**Description of the task:**
The answer must be an exact copy of the entries below, with no images in it.

Referring expression data:
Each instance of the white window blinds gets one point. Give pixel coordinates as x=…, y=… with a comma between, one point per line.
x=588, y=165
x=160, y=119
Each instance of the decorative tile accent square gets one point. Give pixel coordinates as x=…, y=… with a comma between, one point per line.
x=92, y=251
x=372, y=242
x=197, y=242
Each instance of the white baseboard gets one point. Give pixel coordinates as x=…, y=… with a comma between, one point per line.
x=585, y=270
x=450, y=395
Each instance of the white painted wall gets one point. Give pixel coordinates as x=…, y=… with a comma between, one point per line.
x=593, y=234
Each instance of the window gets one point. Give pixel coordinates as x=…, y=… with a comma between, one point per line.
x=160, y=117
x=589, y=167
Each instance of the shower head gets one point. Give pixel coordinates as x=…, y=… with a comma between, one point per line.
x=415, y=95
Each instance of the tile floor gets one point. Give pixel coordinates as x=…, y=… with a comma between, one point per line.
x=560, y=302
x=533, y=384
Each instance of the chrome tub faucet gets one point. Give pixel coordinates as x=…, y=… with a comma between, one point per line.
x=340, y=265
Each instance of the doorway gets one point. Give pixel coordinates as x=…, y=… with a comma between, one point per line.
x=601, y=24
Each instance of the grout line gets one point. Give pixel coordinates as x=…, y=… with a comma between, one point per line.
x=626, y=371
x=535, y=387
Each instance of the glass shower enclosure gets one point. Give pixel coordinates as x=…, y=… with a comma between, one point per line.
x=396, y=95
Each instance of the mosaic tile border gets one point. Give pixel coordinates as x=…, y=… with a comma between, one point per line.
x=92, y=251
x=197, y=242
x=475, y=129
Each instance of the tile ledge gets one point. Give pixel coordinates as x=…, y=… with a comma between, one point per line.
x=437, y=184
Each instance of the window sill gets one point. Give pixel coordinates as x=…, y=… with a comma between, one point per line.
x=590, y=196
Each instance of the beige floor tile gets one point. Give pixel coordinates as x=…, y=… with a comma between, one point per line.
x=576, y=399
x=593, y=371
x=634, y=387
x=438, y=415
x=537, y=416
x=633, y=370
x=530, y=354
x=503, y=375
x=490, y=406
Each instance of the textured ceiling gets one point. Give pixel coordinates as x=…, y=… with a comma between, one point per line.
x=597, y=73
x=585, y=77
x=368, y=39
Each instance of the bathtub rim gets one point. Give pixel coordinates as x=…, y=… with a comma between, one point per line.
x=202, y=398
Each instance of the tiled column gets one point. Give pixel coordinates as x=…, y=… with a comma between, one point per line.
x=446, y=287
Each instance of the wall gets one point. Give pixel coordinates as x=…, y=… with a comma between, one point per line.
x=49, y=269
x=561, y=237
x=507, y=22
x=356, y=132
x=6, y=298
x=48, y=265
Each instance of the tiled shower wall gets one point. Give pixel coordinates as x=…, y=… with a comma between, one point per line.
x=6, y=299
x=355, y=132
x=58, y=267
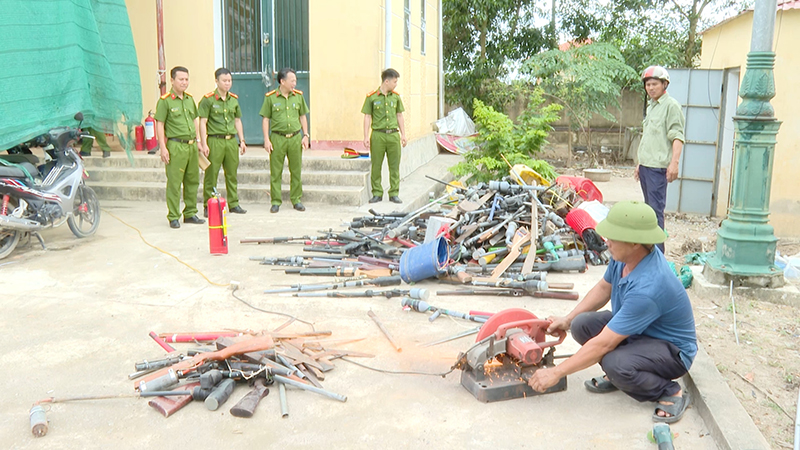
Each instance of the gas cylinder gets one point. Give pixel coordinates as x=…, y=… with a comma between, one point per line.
x=150, y=132
x=217, y=226
x=139, y=141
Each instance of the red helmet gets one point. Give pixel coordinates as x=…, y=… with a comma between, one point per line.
x=657, y=72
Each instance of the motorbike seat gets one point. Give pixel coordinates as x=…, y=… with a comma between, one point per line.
x=21, y=157
x=16, y=172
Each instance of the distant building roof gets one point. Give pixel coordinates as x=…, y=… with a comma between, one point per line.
x=782, y=5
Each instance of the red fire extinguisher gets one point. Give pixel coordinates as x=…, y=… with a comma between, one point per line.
x=139, y=141
x=217, y=225
x=150, y=132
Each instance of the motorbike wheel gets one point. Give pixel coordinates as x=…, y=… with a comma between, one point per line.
x=8, y=242
x=85, y=217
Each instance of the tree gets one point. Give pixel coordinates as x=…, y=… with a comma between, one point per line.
x=479, y=38
x=518, y=143
x=647, y=32
x=587, y=79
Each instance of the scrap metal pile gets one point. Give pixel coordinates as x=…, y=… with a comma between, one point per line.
x=501, y=238
x=209, y=373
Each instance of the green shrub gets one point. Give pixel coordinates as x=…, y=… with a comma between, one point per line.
x=519, y=143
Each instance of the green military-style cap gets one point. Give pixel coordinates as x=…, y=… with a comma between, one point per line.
x=633, y=222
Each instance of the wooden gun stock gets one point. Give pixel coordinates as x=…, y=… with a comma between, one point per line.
x=187, y=365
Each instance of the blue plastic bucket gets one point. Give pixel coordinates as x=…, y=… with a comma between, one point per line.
x=424, y=261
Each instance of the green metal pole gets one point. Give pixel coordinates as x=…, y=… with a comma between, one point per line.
x=746, y=241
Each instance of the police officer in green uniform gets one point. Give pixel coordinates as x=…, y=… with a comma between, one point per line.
x=177, y=131
x=284, y=112
x=220, y=120
x=383, y=118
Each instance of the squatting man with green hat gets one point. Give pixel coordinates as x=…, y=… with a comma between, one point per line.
x=648, y=338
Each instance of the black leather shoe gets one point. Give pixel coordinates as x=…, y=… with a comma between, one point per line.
x=195, y=220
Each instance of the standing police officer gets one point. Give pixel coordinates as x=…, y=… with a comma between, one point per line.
x=220, y=120
x=286, y=108
x=383, y=118
x=177, y=131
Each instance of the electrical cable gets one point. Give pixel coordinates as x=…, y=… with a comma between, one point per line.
x=398, y=372
x=141, y=236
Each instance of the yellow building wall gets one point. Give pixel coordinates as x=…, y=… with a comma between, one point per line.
x=346, y=49
x=727, y=46
x=188, y=42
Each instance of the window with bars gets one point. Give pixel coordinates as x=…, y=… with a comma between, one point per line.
x=407, y=25
x=242, y=36
x=422, y=27
x=291, y=34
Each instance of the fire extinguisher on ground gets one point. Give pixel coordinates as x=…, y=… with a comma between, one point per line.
x=150, y=133
x=217, y=225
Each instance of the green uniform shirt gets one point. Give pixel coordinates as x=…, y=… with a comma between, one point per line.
x=663, y=124
x=177, y=115
x=383, y=109
x=221, y=114
x=284, y=112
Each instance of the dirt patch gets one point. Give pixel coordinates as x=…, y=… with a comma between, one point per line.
x=763, y=369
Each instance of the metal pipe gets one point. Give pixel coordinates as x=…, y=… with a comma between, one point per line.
x=387, y=38
x=763, y=25
x=162, y=63
x=284, y=403
x=441, y=63
x=310, y=388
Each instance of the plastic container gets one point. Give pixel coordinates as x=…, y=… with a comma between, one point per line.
x=597, y=210
x=580, y=220
x=528, y=175
x=583, y=187
x=424, y=261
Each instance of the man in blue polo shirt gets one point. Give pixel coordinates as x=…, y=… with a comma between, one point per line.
x=648, y=338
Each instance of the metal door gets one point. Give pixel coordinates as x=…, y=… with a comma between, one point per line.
x=700, y=91
x=259, y=38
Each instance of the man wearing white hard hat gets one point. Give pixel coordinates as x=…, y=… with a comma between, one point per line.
x=662, y=142
x=648, y=338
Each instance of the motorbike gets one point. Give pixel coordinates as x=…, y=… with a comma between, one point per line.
x=34, y=198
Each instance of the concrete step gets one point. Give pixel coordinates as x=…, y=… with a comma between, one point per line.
x=256, y=161
x=156, y=191
x=246, y=177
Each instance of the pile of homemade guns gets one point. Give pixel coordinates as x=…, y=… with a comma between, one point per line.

**Written answer:**
Each instance of the white window blinds gets one point. Give pixel coordinates as x=…, y=… with a comma between, one point per line.
x=588, y=165
x=160, y=119
Each instance of the decorative tile accent square gets one point. Give pixel coordinates as x=…, y=… with a comma between, one point per line.
x=92, y=251
x=372, y=242
x=197, y=242
Each instance of the white baseboard gets one point. Give pixel coordinates as x=…, y=… with a comma between, one point per line.
x=585, y=270
x=450, y=395
Each instance of the white painted wall gets one point. Give pixel coordinates as x=…, y=… with a comma between, one point per line.
x=593, y=234
Each instance of the window gets one point. Give pixel coordinates as x=…, y=… with a comma between, one point per line.
x=160, y=117
x=589, y=167
Each instance of the shower head gets one point. Give pixel coordinates as x=…, y=… with a comma between, one point per line.
x=415, y=95
Each instance of the tile floor gets one point. Give pixel coordinates as x=…, y=… with a comma between, one point per line.
x=560, y=302
x=533, y=384
Each instance of the chrome tub faucet gets one point. Give pixel coordinates as x=…, y=… with a comma between, one point per line.
x=340, y=265
Each instance of the doorway gets one point. Give pixel coordinates as x=…, y=… with a comma between, one point per line.
x=601, y=24
Each instance of the grout line gets one point. Give pixel coordinates as x=…, y=… with a comma between, one point per line.
x=626, y=371
x=535, y=387
Each instance of the glass shower enclosure gets one point. Give pixel coordinates as x=…, y=… with a comma between, one point per line.
x=396, y=95
Each instance of the mosaic tile border gets one point. Give pixel coordinates as x=…, y=… with a comma between, one point per line.
x=92, y=251
x=197, y=242
x=475, y=129
Each instance of the tile ledge gets one point. Give pixel coordinates as x=…, y=… with a comma between, one point per line.
x=437, y=184
Each instance of the window sill gets one point. Give pixel coordinates as x=…, y=… with a comma between, one point per line.
x=590, y=196
Each instance of the beige floor tile gets one point. Give pixel coordinates as x=…, y=… with a comma between, one point per line.
x=576, y=399
x=593, y=371
x=634, y=387
x=438, y=415
x=537, y=416
x=633, y=370
x=530, y=354
x=503, y=375
x=490, y=406
Each instance of the textured ceiling gets one point. Give pixel coordinates as x=…, y=… with a comma between, one point per line.
x=597, y=73
x=585, y=77
x=368, y=39
Each instance of the bathtub rim gets one point. Give pixel coordinates as x=…, y=… with a comma between, one point per line.
x=202, y=398
Each instance of the tiled column gets one point. Give pixel coordinates as x=…, y=… with a comma between, one point per line.
x=446, y=287
Each instance of the wall gets one point. Give pixel coordinates as x=…, y=… with a comma between, one point per line.
x=49, y=269
x=561, y=237
x=507, y=22
x=356, y=132
x=6, y=298
x=48, y=265
Each instance of the tiled shower wall gets one point. Give pixel coordinates as x=…, y=… with a comma between, one point per line.
x=6, y=299
x=355, y=132
x=58, y=267
Each instance of the gas cylinder gets one point. Give pixel coordinates as x=…, y=… with a comma between, one point per line.
x=150, y=132
x=217, y=226
x=139, y=141
Each instance of the red helmet gets one point. Give pixel coordinates as x=…, y=… with a comma between, one point per line.
x=657, y=72
Each instance of the motorbike seat gets one point. Give pixel coordinates as x=…, y=… with a comma between, one point per line.
x=21, y=157
x=16, y=172
Each instance of the distant building roof gets one point. Give pixel coordinates as x=…, y=… with a comma between, one point per line.
x=782, y=5
Each instance of the red fire extinguisher gets one point. Give pixel coordinates as x=…, y=… with a comma between, one point per line.
x=139, y=141
x=217, y=225
x=150, y=132
Each instance of the motorbike wheel gets one point. Give pixel coordinates as x=…, y=… with a comma between, one point per line.
x=8, y=242
x=85, y=217
Each instance of the tree gets one point. Give pixel coordinates as x=…, y=… with a comma between, one point per line.
x=479, y=38
x=518, y=143
x=647, y=32
x=587, y=79
Each instance of the scrap metal pile gets one point. Give pixel coordinates as x=…, y=… with a comma between, one point per line.
x=501, y=238
x=209, y=373
Each instance of the green shrub gets one point. Give pixel coordinates as x=…, y=… with a comma between, one point per line.
x=519, y=143
Each instance of the green military-style cap gets one point. Give pixel coordinates as x=…, y=… with a comma between, one point per line.
x=633, y=222
Each instance of the wooden gun stock gets one point. Give pixel coordinates as x=…, y=… with a comma between, one point per line.
x=187, y=365
Each instance of the blue plastic bucket gets one point. Give pixel coordinates as x=…, y=… with a comma between, one point per line.
x=424, y=261
Each instance of the green metal pole gets one point. Give pixel coordinates as x=…, y=… with a comma between, one point per line.
x=746, y=241
Each instance of the police officer in green uniform gets one point. Give pixel coordinates as x=…, y=… with a comma between, one point per line.
x=177, y=131
x=284, y=112
x=220, y=120
x=383, y=118
Each instance of the squatting man with green hat gets one point. Give pixel coordinates as x=…, y=… with a comma between, one point per line.
x=648, y=338
Each instance of the black leather shoe gets one point. Give pixel coordinates as x=…, y=… with a comma between, one point per line.
x=195, y=220
Each instance of the standing police officer gets one point. Give pixel coordinates as x=…, y=… with a comma between, one point per line.
x=220, y=120
x=286, y=108
x=383, y=118
x=177, y=131
Each instance of the electrical cable gets one point. Give pixel coordinates as x=…, y=… with a comma between, one point per line.
x=398, y=372
x=141, y=236
Each instance of the yellow building wall gets one point. Give pixel coordinates as x=…, y=… with a comma between, one point per line.
x=346, y=49
x=727, y=46
x=188, y=42
Each instance of the window with bars gets one point. Give pixel coordinates as x=…, y=… with a comma between, one point per line.
x=407, y=25
x=242, y=36
x=422, y=27
x=291, y=34
Each instance of the fire extinguisher on ground gets one point. Give pixel coordinates as x=…, y=… with a comma between, one point per line.
x=150, y=133
x=217, y=225
Each instance of the green uniform shirt gets one point. Give pixel coordinates as x=…, y=… with a comma between, one point per line.
x=663, y=124
x=177, y=115
x=383, y=109
x=221, y=114
x=284, y=112
Each instance of the dirt patch gets one point. Give pixel coordinates as x=…, y=… with a comma between, one point per line.
x=763, y=369
Each instance of the metal pipe gets one point. Give pixel coordinates as x=…, y=… with a comma between, one point per line.
x=387, y=38
x=763, y=25
x=162, y=63
x=284, y=403
x=441, y=63
x=310, y=388
Each instance of the plastic container gets one point. Give pixel coordinates as x=…, y=… with a comma between, one point per line.
x=597, y=210
x=580, y=220
x=528, y=175
x=583, y=187
x=424, y=261
Each instance of the man in blue polo shirt gets one point. Give pixel coordinates as x=…, y=… with a comma between, one point per line.
x=648, y=338
Each instance of the metal door gets one point. Give pixel coordinates as x=…, y=… with a comma between, one point per line.
x=700, y=91
x=259, y=38
Each instance of the man wearing white hard hat gets one point. Give pixel coordinates as x=…, y=… with a comma between, one point per line.
x=662, y=142
x=648, y=338
Each instance of the motorbike gets one point. Give pixel coordinates as x=…, y=… with a comma between, one point per line.
x=34, y=198
Each instance of the concrete step gets one point. Give pixel coordinates as x=…, y=… with a comma between, one point per line.
x=256, y=161
x=156, y=191
x=246, y=177
Each instance of the pile of homemade guns gets one point. Give pixel coordinates as x=…, y=… with a comma between, one point per line.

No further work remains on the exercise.